• **DIRECTIONS**
A word-for-word retyping of the listing is the goal.

• **MATERIAL FOR THIS EXERCISE**

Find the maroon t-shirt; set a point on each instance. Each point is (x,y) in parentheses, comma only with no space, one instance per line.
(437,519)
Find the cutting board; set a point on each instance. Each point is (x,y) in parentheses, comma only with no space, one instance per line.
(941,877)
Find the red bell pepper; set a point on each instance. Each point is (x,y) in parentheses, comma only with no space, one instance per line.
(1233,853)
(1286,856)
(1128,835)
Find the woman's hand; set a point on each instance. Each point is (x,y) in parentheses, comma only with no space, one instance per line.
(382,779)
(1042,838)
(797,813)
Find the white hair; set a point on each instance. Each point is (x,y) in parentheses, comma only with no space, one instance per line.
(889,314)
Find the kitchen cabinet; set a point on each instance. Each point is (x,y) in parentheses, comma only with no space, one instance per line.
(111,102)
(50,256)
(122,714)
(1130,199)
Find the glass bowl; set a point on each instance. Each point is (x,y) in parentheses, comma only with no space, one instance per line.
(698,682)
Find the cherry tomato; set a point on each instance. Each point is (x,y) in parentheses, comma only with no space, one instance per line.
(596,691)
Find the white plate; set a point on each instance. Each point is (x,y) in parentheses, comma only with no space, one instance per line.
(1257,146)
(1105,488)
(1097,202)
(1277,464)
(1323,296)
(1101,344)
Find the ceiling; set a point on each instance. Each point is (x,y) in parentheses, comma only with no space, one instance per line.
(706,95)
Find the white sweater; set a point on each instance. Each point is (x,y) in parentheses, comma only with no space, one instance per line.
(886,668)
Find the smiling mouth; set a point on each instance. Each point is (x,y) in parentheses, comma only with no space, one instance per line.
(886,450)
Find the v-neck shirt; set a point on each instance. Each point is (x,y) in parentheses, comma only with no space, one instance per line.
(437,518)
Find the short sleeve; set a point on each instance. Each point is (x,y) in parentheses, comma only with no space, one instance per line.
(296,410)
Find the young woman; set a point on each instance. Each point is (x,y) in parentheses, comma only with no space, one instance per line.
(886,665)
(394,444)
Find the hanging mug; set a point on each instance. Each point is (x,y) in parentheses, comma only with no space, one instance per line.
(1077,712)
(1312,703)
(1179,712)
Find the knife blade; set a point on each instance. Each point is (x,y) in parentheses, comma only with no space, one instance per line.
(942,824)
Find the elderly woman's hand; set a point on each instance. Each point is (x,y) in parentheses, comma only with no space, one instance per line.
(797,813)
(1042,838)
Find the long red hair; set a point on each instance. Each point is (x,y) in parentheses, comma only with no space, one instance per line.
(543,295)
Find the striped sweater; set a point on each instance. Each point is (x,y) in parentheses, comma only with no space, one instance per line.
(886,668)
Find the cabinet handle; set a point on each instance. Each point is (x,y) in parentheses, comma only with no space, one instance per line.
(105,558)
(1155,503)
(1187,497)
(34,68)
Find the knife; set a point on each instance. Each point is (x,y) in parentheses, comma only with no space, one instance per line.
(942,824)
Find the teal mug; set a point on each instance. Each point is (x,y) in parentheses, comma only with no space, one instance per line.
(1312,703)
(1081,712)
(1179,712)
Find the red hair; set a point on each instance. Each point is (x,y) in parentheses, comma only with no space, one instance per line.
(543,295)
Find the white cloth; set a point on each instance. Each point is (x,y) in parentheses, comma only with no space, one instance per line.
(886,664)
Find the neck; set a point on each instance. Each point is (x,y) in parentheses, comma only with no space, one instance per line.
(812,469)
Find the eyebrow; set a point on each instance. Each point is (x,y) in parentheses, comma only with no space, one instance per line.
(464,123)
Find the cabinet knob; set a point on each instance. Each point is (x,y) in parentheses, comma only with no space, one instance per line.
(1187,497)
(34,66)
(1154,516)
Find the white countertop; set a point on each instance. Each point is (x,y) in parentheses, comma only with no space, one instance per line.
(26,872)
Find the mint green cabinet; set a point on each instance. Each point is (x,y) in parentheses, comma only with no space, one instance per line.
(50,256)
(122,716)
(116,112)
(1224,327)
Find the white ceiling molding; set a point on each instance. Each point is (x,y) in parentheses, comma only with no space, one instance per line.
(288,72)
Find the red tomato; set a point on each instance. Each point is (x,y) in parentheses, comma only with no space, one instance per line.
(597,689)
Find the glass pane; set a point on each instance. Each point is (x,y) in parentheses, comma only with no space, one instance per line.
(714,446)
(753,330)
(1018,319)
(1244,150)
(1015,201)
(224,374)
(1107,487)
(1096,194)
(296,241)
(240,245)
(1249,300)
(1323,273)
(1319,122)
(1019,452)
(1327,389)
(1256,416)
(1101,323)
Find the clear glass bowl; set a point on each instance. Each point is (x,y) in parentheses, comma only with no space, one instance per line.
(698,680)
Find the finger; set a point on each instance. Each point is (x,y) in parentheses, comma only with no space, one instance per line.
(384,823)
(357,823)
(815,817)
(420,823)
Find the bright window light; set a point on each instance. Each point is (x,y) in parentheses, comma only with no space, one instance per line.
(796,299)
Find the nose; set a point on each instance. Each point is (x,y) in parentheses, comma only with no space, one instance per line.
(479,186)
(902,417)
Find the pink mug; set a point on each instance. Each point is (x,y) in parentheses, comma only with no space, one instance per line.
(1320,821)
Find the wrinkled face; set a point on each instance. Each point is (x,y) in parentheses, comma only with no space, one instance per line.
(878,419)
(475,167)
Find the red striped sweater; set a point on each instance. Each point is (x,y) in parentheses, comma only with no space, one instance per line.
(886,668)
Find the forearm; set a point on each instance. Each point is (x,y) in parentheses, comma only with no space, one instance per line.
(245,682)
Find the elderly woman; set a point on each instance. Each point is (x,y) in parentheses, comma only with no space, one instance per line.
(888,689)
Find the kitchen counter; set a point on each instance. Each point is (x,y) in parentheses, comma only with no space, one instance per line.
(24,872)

• **EXERCISE ANSWER**
Find the maroon t-shirt; set a point on each instance. Each point is (x,y) in parentheses, comma only with no space, one instance per line.
(437,519)
Find the cutting board; set a point on each instance. Each point is (x,y) in parentheses, comma only with no space, one instance per line.
(941,877)
Find the red bell pepper; set a point on each instance. Each point is (x,y) in parentheses, comma only with no space, one instance per line.
(1233,853)
(1286,856)
(1128,835)
Find the woman's hand; set a point on each instance. Each point is (x,y) in parentheses, comma only with no space, one instance per line.
(382,779)
(1042,838)
(797,813)
Find the white hair; set a point on each instance. Each point is (x,y) in parentheses, comma only with no space, one instance per line.
(889,314)
Find the kitchen cabinet; set a point on each instance. Each point is (x,y) in parentheses, comma only with no space, one instance per line.
(111,102)
(50,256)
(122,714)
(1130,199)
Find the glass bowl; set a point on each instance. Each point is (x,y) in parentheses, comma only with no space, one instance per line.
(698,682)
Find the cherry tomato; set a point on each instance. Each point is (x,y) in parentheses, comma only with no space, one instance per line.
(596,691)
Find the white plate; set a point on each instance. Each point is (x,y) in parentheses, comma only with no space, one instance per line.
(1257,146)
(1105,488)
(1097,202)
(1277,464)
(1323,296)
(1101,344)
Find the ceiling; set a point on each instance. Each point is (x,y) in parentheses, comma only with no space, one instance per line.
(706,95)
Find the white sweater; set a point on each instance. Each point is (x,y) in parentheses, comma only with no space, one instance per line.
(886,668)
Find the smiling mouth; set a point on each instance. Each point is (x,y) in parentheses, comma only with no space, one instance per line.
(886,450)
Find the v-neck shirt; set a point on each instance. Each point is (x,y) in parentheses, comma only with no space, one instance per line.
(437,518)
Find the short sleeve; set a point on each instance. Each point is (x,y) in parentheses, comma only with no space, one instance per line.
(296,410)
Find the young woman; set a point on each instance. Each point is (x,y) in parentheses, comma only with no space, one instance per line.
(886,665)
(394,444)
Find the hanging mug; set a point on each instance. Each point is (x,y) in parentheses, comma only with no space, one instance per line.
(1077,712)
(1312,703)
(1179,712)
Find the knife blade; set a point on each instance. Each point is (x,y) in parentheses, comma only with no space, one instance per line.
(942,824)
Find the elderly woman's hand; set a point on each instance. Each point is (x,y) in parentheses, comma only with no space, one instance per line.
(797,813)
(1042,838)
Find the long red hair; set a point on each instance. Each point is (x,y) in parentheses, comma only with no space, one instance per line.
(543,295)
Find the striped sweater; set a point on each instance. Each point is (x,y) in parentheses, comma only with no space, one instance per line.
(886,668)
Find the cabinet handle; set a point on each instance. Each point is (x,y) in parentheses, comma only with no space, one instance per line.
(105,558)
(1155,503)
(1187,497)
(34,68)
Find the knife; set a point on each instance. Each point is (x,y) in parentheses, comma only with no space, one instance per line.
(942,824)
Find the teal mug; set a point on each instance. Each point is (x,y) in parentheses, comma only with no space, one instance per line.
(1312,703)
(1081,712)
(1179,712)
Find the red hair; set a point on each instance. Each point is (x,y) in parentheses, comma only with no space, one instance per line.
(543,295)
Find the white cloth; set a point on each instance. Each point is (x,y) in parentheses, comma only with no space, one instance per line.
(886,664)
Find the neck; set a point on each instance. Each point is (x,y) in parentheses, comma only with no space, one instance per line.
(812,469)
Find the eyebrow; set a point on each instance. Each point is (x,y) in parentheses, comma only with no space, one instance per line.
(464,123)
Find the cabinet knob; set a point on each instance. Each point is (x,y) in parentheses, comma only with no space, one instance per line.
(1187,497)
(34,66)
(1154,516)
Find the white countertop; set a point on each instance. Each point is (x,y) in parentheses, comma only with no space, one instance per line.
(26,872)
Find the mint green cabinet; set a point on each instance. Each point is (x,y) in parentheses, comma only with no space, one instance per line.
(50,256)
(122,716)
(116,112)
(1224,327)
Find the white ceiling molding; set a point on each instance. Each point is (x,y) in parentheses, comma only with no space, one instance per line.
(288,72)
Find the red tomato; set a point on each instance. Each point is (x,y) in parentheses, comma only with no space, one instance per line.
(597,689)
Find the glass pane; set a point on each instance. Each point is (x,y) in parentheses, comma only with no space, one instance per line.
(714,446)
(753,330)
(1018,319)
(1244,150)
(1015,201)
(224,374)
(1107,487)
(1096,194)
(296,241)
(240,245)
(1249,300)
(1323,273)
(1319,122)
(1019,452)
(1327,389)
(1256,416)
(1101,323)
Find the clear glass bowl; set a point on each instance. Each point is (x,y) in parentheses, comma only with no space, one instance per line.
(698,680)
Find the finger; set a point on each instance. Each point is (x,y) in parentheses, comma only with no space, one instance per line.
(384,823)
(357,823)
(815,817)
(420,823)
Find the bright window light; set a point on each instance. Each point is (x,y) in parentheses, comma only with no space, one instance per line.
(796,299)
Find the nose; set a point on each instance. Each point is (x,y) in parentheses, comma only with no space, one instance per line.
(479,186)
(902,417)
Find the pink mug; set a point on each instance. Each point is (x,y) in parentheses, comma only with no space, one instance per line.
(1320,821)
Find the wrinkled face; set a point on each instance. Each point is (x,y) in parentheses, comma only with no space, one instance per line.
(878,419)
(475,167)
Find the red striped sweater; set a point on each instance. Each point is (x,y) in parentheses, comma only with no space, one instance per line.
(886,668)
Find the forearm; set a point on each instance. Each point is (x,y) in parentheses, comma only with no space, one instance per line.
(245,682)
Find the elderly woman; set a point on each instance. Each point is (x,y) in parentheses, comma only with no space, one instance per line.
(888,689)
Find the kitchen counter; set a point on each instance. Each point is (x,y) in parentheses, comma only with no space, one instance per line.
(24,872)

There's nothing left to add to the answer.